Excerpts from point annotation data:
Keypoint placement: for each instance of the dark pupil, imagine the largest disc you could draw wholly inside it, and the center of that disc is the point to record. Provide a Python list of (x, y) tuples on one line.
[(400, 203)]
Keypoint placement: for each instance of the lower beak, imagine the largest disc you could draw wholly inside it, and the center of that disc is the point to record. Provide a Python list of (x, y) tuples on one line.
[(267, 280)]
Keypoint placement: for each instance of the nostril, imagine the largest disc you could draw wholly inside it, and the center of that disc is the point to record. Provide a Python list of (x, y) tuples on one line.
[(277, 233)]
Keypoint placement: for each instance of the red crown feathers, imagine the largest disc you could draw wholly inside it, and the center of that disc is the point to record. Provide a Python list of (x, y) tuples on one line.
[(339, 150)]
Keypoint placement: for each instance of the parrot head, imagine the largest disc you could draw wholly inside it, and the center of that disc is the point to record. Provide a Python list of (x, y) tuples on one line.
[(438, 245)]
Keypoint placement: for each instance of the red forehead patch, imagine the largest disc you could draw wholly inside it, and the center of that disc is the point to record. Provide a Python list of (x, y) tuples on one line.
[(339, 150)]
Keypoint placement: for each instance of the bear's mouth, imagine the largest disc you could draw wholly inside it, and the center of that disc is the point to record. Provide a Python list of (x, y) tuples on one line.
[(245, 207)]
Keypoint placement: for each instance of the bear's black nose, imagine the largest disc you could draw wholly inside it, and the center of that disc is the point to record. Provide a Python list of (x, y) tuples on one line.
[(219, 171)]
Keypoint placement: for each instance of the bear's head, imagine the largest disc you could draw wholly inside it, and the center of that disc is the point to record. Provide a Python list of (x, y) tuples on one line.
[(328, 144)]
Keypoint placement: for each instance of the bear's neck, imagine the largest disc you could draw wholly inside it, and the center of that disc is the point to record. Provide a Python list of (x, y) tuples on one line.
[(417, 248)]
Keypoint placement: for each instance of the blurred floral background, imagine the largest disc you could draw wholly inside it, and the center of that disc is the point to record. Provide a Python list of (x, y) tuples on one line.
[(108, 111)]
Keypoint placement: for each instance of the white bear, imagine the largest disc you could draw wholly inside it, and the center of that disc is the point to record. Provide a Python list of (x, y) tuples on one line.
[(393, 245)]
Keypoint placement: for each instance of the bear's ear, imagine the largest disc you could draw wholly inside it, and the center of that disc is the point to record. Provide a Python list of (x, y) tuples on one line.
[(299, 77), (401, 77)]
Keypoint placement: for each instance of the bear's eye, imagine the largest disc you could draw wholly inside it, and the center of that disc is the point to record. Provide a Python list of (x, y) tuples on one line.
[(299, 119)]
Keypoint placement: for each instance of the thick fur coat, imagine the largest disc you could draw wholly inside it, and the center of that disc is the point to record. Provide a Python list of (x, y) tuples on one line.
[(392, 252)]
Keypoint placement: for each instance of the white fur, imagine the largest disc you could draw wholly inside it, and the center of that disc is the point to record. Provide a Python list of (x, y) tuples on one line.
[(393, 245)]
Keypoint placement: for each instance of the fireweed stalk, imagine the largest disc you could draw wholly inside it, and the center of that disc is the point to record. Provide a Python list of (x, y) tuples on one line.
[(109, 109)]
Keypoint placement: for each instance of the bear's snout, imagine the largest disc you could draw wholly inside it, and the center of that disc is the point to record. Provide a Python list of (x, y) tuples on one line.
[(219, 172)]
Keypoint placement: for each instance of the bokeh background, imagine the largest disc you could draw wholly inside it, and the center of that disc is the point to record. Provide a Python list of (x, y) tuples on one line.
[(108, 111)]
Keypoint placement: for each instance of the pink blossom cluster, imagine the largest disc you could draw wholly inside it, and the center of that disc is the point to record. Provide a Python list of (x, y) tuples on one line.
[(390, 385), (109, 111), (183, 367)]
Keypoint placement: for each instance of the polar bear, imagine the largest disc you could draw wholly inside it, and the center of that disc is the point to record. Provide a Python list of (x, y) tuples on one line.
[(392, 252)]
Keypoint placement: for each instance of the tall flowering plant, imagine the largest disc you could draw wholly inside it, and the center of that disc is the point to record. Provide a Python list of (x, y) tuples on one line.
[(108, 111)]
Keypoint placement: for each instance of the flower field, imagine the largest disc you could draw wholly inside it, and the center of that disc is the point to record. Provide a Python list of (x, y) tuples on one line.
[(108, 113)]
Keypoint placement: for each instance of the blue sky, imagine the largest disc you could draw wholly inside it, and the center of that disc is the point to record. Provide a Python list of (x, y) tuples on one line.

- _To be done_
Please reproduce the data in full, from its first line through the line containing "[(400, 203)]", and shift each coordinate in the answers by adding 55 to it.

- _Answer for the task_
Keypoint placement: for each instance of the dark pupil, imagine the largest disc you could draw wholly inside it, and the center of that disc is the point to record. Provide a Python list of (x, y) tuples on one line.
[(455, 258)]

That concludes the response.